▸ **Input material**:

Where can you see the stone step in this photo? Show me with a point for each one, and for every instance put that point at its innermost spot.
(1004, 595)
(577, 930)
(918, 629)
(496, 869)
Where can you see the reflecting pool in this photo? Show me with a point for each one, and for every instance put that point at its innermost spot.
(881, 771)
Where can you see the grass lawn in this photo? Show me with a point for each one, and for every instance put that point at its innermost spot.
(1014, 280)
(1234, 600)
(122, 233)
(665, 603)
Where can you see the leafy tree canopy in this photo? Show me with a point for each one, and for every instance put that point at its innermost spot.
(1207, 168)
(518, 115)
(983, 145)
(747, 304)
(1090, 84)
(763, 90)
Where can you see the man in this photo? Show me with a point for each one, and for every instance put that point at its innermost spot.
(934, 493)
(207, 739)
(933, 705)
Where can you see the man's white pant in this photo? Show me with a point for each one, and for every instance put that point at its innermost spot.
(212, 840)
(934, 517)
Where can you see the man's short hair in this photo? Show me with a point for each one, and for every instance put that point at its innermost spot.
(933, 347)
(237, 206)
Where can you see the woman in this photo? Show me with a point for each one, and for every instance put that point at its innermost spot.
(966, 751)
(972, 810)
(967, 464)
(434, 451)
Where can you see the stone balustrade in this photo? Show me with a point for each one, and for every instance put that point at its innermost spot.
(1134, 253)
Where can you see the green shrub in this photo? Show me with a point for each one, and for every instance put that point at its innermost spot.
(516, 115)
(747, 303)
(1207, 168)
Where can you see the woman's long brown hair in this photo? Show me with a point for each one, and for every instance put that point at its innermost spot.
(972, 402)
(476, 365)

▸ **Your task**: All of the material above needs to be copied exactly.

▸ **Answer to the problem**:
Where can you see the stone step in this photo? Show me with a point for each one, and for every instance put that point at its innermost spot.
(1004, 595)
(577, 930)
(918, 629)
(496, 869)
Where can you see the reflecting pool in this photo? Show me with a point for each one, and for every instance put that point at its innermost spot.
(881, 771)
Where can you see the grass lawn in this photo? Show me with a point for each one, and for every instance put that point at its innermost spot.
(1014, 280)
(1234, 600)
(122, 233)
(665, 603)
Where can you see the leafy tree canopy in this photo? Show me with a point for each one, and for every instance put that point at its innermost spot.
(1207, 168)
(518, 115)
(983, 145)
(747, 304)
(1090, 84)
(763, 90)
Where can you see the man in this photo? Show me with a point for each one, and for every instance put that point at its innermost spot.
(934, 493)
(207, 739)
(933, 705)
Where can you see the man's white pant in this photo? Show me with a point for each one, and for every instance put that point at its innermost spot.
(212, 840)
(934, 517)
Where can you see the man's short hair in this photo? Show me with a point for each one, and for every instance put that point at its innermost spot.
(933, 347)
(237, 206)
Where can you see the woman in this photo? Show me with a point for each one, and for every instance put that point at its innermost spot.
(966, 751)
(972, 810)
(967, 464)
(434, 451)
Where can you see the stone balustrade in this photo? Show me with a point for each one, and for every instance put that point at its innermost spot.
(1134, 253)
Where can you see the green shrub in this photo? Show me with a point for each one, and for every instance put that point at its innermost spot.
(516, 115)
(747, 303)
(1207, 168)
Where can you see the woman's long brown hair in this photo? Show me with a point for each one, and for every instance put that point at its innermost spot.
(972, 402)
(476, 365)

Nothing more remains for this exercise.